**Exercise a:** Retype the stretch from "IPOR (IsoPressure Open" through "and economic analysis." in the NGL recovery passage below.

Robert R. Huebel
Michael G. Malsam
Randall Gas Technologies
Houston
Based on a presentation to the GPA Europe Annual Conference, Prague, Sept. 21-23, 2011. |
Operational scenarios for two uses of a new refrigeration process for recovering NGLs from natural gas have shown it to enhance operability and reduce capital and operating expenditures when compared with the two more traditional process choices—straight refrigeration and turboexpander.
Straight refrigeration units that most often use propane as refrigerant have proven to be economical and reliable. Their operating temperature, however, typically about –35° F., limits NGL extraction. For higher NGL recovery, today’s processor is left with a cryogenic turboexpander.
IPOR (IsoPressure Open Refrigeration) has been developed by Randall Gas Technologies, a division of Lummus Technology, a CB&I company, to bridge this gap. The advanced refrigeration process can economically achieve essentially total C3+ recovery from most natural gas streams. Using conventional closed-loop mechanical refrigeration combined with an open-loop mixed refrigeration cycle, the new technology can achieve NGL recovery efficiencies comparable to that of advanced turboexpander cycles but for lower capital and operating expenditures.
This article reviews the fundamentals of the IPOR process, including process features, benefits, and applicability. It also presents case studies that compare process performance with both straight refrigeration and advanced turboexpander cycles and economic analysis.
Diverse environments
Natural gas conditioning and processing plants are somewhat unique in that the raw material feedstock is typically fed into the plant at the pressure, flow rate, and composition at which it is produced.
Consequently, natural gas processing plants have considerable variation in size, complexity, and configuration, depending upon specific reservoir production characteristics, geography, customer specifications, and market drivers. These range from simple dewpoint plants with capacities less than 5 MMscfd and minimal hydrocarbon recovery to large deep cut ethane extraction straddle plants which process in excess of 1 bcfd .

**Raw data:**

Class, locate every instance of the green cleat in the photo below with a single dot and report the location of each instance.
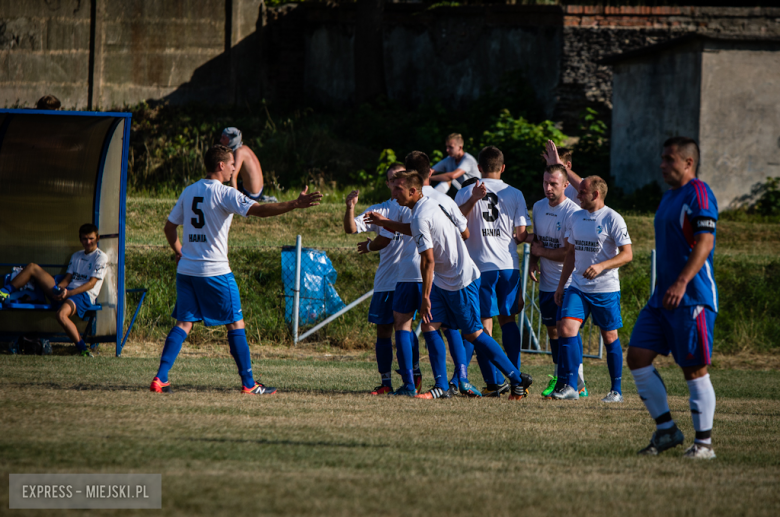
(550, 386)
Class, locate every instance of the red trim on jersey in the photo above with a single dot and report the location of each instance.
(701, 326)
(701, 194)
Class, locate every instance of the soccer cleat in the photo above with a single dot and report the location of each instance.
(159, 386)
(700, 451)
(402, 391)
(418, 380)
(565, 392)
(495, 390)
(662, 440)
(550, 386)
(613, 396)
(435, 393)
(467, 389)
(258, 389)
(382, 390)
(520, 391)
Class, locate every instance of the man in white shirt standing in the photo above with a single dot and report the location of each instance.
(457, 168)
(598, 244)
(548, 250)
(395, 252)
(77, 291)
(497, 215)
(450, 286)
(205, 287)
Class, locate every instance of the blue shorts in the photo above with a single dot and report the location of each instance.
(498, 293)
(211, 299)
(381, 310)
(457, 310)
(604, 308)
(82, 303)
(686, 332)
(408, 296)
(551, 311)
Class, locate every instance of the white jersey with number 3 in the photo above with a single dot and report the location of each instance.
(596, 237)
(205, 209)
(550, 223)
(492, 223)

**Exercise b:** Show every line of the records above that contains the word "white".

**Full output a:**
IPOR (IsoPressure Open Refrigeration) has been developed by Randall Gas Technologies, a division of Lummus Technology, a CB&I company, to bridge this gap. The advanced refrigeration process can economically achieve essentially total C3+ recovery from most natural gas streams. Using conventional closed-loop mechanical refrigeration combined with an open-loop mixed refrigeration cycle, the new technology can achieve NGL recovery efficiencies comparable to that of advanced turboexpander cycles but for lower capital and operating expenditures.
This article reviews the fundamentals of the IPOR process, including process features, benefits, and applicability. It also presents case studies that compare process performance with both straight refrigeration and advanced turboexpander cycles and economic analysis.

**Full output b:**
Class, locate every instance of the man in white shirt standing in the photo above with a single dot and report the location of each instance.
Class, locate every instance of the white jersey with number 3 in the photo above with a single dot and report the location of each instance.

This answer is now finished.